According to the battery storage discussion below, how long does bringing a new mass-scale battery manufacturing facility online to full production typically take?

BEGIN Selected passage

Lithium ion is preferred for vehicles because it's lighter, but again we are talking about stationary storage, so the extra weight of sodium ion isn't a problem.
The technology is solved, and the materials needed to make it abundant. It's all about demand. If the demand is there, the industrial capacity will follow. But right now, the market is only demanding about 3TWh/year of storage, and so that's how much industry is producing.
> The technology is solved, and the materials needed to make it abundant. It's all about demand. If the demand is there, the industrial capacity will follow
It takes a lot of time for new battery technologies to scale and disrupt existing ones and entrenched players have an incentive to continue competing. Sodium ion, iron air etc might replace lithium ion on the 30 year time scale but lithium ion will continue to drive down costs and up its capacity to try to compete and it has significantly more revenue to fund this by being the only player in the market. So it’s not clear when alternative batteries will start to replace lithium ion, but at scale it’s unlikely to be a quick process. And please don’t pretend like it’s all a demand side problem. It takes time to build out new factories from manufacturing all the equipment needed to acquiring and training employees. There’s plenty of demand for cheap batteries and the ability to manufacture simply isn’t there either and it’s being brought online. Oh and that capacity being added? It’s all lithium ion and requires a long pay off for that investment. Lithium ion is going to be potential a significant ecological debt worse than fossil fuels if the ocean floor strip mining gets going.
Well yes that is what happens when the market is left to its own devices and external costs aren't accounted for. The solution isn't to abandon storage it's to embrace the many options out there that don't require rare earths.
And it is all a demand side problem. If the world wanted to buy 10 or 20 TWh a year at current market prices, that's how much would be produced. But the world doesn't want to do that and hence that much isn't produced. This is Econ 101 for goods with non scarce inputs. It doesn't take ten years to scale up production for commodity goods.
Since we're teaching each other first principles, bringing a new mass-scale battery manufacturing facility online to full production typically takes anywhere from 2 to 5 years. Planning takes ~1-2 years, construction & setup takes ~1-2 years and ramp to full output takes 6 months to 1 year. And since we're on Econ 101, investments require payoff so all of this is done carefully to not tank the price of batteries by overproducing supply. In control systems terms, supply side investments always aim for undershooting demand as overshooting hurts how much money you make and risks destabilizing your market.
As for scarcity, inputs to lithium ion ARE scarce which negates your entire model. Pretending they aren't is where you're making a mistake. Lithium, cobalt & nickle are relatively scarce and the mines for that have to scale up to meet demand as well. You've also got a workforce to train to do the work which takes time & is also input-constrained. That's why there's massive NEW lithium mines being opened in the US & elsewhere to extract existing reserves to meet the growth in lithium ion batteries. If the world thought that sodium ion or ion air was an immediate future, you wouldn't see these massive large-scale investments into lithium. Lilthium-ion batteries is going to be a large and growing market for decades which brings me back to the strip mining of the ocean floor that's coming to support that.

END Selected passage
BEGIN Provided data

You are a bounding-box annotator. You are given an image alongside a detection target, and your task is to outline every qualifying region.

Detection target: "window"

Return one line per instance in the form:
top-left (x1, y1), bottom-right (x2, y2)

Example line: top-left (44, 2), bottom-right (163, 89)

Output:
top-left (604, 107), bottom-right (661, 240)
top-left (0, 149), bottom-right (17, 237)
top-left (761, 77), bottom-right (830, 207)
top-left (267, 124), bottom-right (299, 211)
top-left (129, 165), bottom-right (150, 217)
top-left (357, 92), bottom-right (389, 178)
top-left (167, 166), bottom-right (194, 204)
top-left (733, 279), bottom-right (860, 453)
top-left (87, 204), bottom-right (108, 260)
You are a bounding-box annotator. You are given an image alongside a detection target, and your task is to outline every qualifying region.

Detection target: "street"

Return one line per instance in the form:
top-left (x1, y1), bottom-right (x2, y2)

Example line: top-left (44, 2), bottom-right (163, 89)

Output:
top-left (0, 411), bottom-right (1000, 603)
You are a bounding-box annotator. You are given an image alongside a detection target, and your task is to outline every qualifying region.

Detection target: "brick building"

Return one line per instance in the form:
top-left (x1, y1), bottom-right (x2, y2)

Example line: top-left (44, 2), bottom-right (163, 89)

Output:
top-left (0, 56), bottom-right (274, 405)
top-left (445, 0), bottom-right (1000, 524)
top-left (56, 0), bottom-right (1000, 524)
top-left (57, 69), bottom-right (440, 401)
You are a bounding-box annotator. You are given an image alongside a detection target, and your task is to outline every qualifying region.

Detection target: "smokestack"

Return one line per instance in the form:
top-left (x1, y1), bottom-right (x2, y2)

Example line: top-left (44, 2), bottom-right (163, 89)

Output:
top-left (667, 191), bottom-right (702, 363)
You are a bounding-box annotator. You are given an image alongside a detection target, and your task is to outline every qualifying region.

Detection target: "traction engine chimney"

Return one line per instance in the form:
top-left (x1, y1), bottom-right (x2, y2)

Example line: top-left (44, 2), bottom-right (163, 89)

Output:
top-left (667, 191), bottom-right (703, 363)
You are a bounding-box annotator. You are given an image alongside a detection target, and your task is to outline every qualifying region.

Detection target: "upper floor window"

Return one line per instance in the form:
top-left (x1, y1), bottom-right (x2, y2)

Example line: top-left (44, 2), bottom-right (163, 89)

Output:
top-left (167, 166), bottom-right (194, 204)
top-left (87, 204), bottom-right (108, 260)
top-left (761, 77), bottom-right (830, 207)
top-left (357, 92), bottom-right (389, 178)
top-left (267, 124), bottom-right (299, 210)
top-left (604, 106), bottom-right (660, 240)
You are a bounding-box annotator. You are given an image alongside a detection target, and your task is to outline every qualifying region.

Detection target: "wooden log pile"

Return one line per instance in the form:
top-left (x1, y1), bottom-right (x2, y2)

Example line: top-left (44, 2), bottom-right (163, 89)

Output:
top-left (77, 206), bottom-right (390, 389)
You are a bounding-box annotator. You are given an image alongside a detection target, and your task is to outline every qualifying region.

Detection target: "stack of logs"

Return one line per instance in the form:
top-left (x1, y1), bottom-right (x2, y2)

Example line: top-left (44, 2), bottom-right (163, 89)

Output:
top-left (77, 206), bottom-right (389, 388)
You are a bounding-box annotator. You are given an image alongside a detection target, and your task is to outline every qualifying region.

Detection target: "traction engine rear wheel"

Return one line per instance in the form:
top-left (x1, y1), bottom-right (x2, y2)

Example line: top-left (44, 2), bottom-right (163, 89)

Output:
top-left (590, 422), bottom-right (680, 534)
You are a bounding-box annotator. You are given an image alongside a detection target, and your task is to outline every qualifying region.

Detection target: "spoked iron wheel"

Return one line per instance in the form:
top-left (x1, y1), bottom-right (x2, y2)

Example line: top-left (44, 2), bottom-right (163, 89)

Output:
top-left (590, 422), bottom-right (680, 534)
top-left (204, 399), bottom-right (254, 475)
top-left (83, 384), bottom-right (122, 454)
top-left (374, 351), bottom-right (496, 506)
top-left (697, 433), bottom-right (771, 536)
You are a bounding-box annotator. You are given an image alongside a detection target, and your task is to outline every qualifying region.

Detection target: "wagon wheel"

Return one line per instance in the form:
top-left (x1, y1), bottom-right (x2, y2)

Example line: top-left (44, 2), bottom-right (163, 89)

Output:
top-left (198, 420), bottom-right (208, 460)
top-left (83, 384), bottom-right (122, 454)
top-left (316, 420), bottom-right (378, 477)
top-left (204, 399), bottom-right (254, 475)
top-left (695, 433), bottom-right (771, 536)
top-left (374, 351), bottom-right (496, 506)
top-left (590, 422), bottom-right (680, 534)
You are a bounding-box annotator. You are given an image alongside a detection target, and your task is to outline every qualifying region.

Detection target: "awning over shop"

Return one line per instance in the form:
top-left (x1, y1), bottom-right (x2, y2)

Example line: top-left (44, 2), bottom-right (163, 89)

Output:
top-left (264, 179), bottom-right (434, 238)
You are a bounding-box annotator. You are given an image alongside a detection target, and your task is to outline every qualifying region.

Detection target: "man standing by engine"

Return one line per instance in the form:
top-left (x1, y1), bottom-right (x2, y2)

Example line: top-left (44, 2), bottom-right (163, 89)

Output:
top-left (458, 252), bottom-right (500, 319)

END Provided data

# Output for this task:
Anywhere from 2 to 5 years.